Cures and Preventions

The best defense against the Saboteur Data bug is one that is universally employed by compiler and interpreter developers. Because the input data to these programs is so complex, developers have no choice but to perform as thorough an integrity check as possible when first reading the input, rather than upon later access.

Let's look at several elimination methods.

Parsing as an Elimination Method

The very practice of parsing input is a way to eliminate most saboteurs. Unfortunately, programmers who would never think of writing a compiler without a parser fail to write adequate parsing methods for simpler data. The parsing of simpler data is easy, but that's no excuse for not parsing it at all.

Any program that reads data—no matter how simple—should parse it. After all, such a program can be viewed as a compiler or an interpreter over the "language" defined by its set of valid inputs. Take it from someone who has been there. I plead guilty to having manipulated data without proper parsing in my young and reckless days, and I suffered the consequences—rampant saboteurs. I don't recommend the experience.

Type Checking as an Elimination Method

Another common form of checking performed by compilers for many languages (including the Java language) is type checking. Type checking is an example of a semantic-level check on the integrity of a program.

*Your assignment*
Carry the text on the Saboteur Data bug forward from its last sentence, continuing the discussion of type checking as an elimination method. The rows that come next are separate material and have no connection to the text on the Saboteur Data bug.

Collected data
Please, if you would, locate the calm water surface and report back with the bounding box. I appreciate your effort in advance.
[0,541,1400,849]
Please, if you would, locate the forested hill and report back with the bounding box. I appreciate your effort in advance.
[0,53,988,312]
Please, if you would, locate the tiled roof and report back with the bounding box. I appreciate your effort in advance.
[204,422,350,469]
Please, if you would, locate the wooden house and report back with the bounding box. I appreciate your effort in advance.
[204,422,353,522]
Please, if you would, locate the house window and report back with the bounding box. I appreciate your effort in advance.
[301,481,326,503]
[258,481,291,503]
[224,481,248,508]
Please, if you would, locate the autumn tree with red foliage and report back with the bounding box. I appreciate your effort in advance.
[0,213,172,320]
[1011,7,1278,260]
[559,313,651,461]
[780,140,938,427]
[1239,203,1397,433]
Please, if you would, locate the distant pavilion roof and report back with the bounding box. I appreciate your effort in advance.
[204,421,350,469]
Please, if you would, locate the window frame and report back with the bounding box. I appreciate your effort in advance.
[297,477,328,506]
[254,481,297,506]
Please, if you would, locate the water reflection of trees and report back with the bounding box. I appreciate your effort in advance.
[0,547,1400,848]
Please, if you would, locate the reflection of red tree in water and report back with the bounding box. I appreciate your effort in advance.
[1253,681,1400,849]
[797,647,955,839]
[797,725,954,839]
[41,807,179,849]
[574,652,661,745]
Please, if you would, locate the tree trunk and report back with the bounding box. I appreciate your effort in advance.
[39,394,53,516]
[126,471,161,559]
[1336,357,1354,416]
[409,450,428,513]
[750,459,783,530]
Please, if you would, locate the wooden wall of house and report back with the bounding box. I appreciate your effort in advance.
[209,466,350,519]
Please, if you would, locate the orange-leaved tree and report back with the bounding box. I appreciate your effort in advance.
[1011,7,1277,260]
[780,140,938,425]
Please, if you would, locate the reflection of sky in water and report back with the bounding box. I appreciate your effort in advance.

*Written answer*
Provided that the type system is sound (as the Java type system is), this integrity check literally guarantees that a huge class of errors can never occur at runtime. Like parsing, this example from compiler writers can be applied to other programs, which often stipulate semantic-level invariants over their input data (as in our example). These invariants are often not explicit, but they can be made explicit by putting in the corresponding checks.

Iteration as an Elimination Method

Of course, if you suspect an occurrence of this bug pattern with data that has already been read in and stored, it would be prudent to iterate over the data, accessing each bit of data as it would be accessed in the deployed application and ensuring that everything works as expected. In the process, you might be able to correct simple errors as well.

In cases where your data is stored in an immutable database or other immutable finite store, such an offline integrity check can also serve as a performance optimization. If you check over all of the data offline and it all passes, there is no need to check it again when it's used online. You might as well conserve the processor cycles.

But this optimization should be done only when the data is truly immutable, and only when there is no chance that the data will be corrupted while reading it from storage. If there is even a remote chance that new data will be entered or if the connection to this data is any less reliable than a connection to the local filesystem, check it again while reading it. After all, these integrity checks rarely cause significant performance degradation; the data retrieval process itself will almost always be the bottleneck.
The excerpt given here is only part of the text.